*TASK DESCRIPTION*
In full and word for word, copy the records that follow.

○ ○ ○ ○ ○

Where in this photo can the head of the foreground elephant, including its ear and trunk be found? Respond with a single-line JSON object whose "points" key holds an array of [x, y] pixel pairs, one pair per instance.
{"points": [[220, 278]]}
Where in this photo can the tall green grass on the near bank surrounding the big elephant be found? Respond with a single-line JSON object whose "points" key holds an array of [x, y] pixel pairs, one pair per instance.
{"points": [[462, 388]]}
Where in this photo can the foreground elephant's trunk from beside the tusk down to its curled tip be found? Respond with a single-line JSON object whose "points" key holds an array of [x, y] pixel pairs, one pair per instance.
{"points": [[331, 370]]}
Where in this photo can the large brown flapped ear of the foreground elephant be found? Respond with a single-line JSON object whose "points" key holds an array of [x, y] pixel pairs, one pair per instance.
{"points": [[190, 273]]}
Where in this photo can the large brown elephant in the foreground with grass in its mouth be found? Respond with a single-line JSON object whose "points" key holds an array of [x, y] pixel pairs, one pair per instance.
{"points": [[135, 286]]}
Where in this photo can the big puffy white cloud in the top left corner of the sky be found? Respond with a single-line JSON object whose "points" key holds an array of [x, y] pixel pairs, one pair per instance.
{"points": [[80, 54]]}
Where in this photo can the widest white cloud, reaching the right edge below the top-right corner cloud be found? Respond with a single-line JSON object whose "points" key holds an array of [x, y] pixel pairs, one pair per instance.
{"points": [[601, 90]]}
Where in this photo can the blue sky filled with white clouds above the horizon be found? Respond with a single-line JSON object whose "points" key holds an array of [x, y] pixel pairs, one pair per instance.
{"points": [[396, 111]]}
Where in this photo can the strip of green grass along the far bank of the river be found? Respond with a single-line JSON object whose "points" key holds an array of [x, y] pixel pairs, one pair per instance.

○ ○ ○ ○ ○

*WRITTEN ANSWER*
Where in this photo can the head of the foreground elephant, including its ear and trunk be found? Respond with a single-line JSON object whose "points" key holds an array of [x, y] pixel pairs, one pair per instance.
{"points": [[220, 278]]}
Where in this photo can the tall green grass on the near bank surrounding the big elephant be found? Respond with a single-line JSON object whose "points" key holds an array of [x, y] pixel pairs, one pair per instance.
{"points": [[462, 388]]}
Where in this photo can the foreground elephant's trunk from beside the tusk down to its curled tip be found? Respond with a single-line JSON object whose "points" key holds an array of [x, y] pixel pairs, one pair per instance.
{"points": [[331, 370]]}
Where in this photo can the large brown flapped ear of the foreground elephant be found? Respond with a single-line JSON object whose "points" key holds an array of [x, y] pixel pairs, one pair per instance.
{"points": [[190, 273]]}
Where in this photo can the large brown elephant in the foreground with grass in its mouth be found? Respond with a single-line JSON object whose "points" key holds an array of [x, y] pixel pairs, one pair per instance.
{"points": [[135, 286]]}
Where in this photo can the big puffy white cloud in the top left corner of the sky be found? Respond with a single-line JSON object whose "points" key holds an array of [x, y] pixel pairs, one pair per instance.
{"points": [[80, 54]]}
Where in this photo can the widest white cloud, reaching the right edge below the top-right corner cloud be found? Respond with a single-line JSON object whose "points" key holds an array of [x, y] pixel pairs, one pair per instance.
{"points": [[601, 90]]}
Where in this photo can the blue sky filled with white clouds above the horizon be found? Respond with a single-line JSON object whose "points" key holds an array of [x, y] pixel pairs, one pair per instance.
{"points": [[396, 111]]}
Where in this photo can the strip of green grass along the far bank of the river be found? Respond with a single-line JSON object whose "points" key holds an array of [x, y] pixel pairs, one pair per instance.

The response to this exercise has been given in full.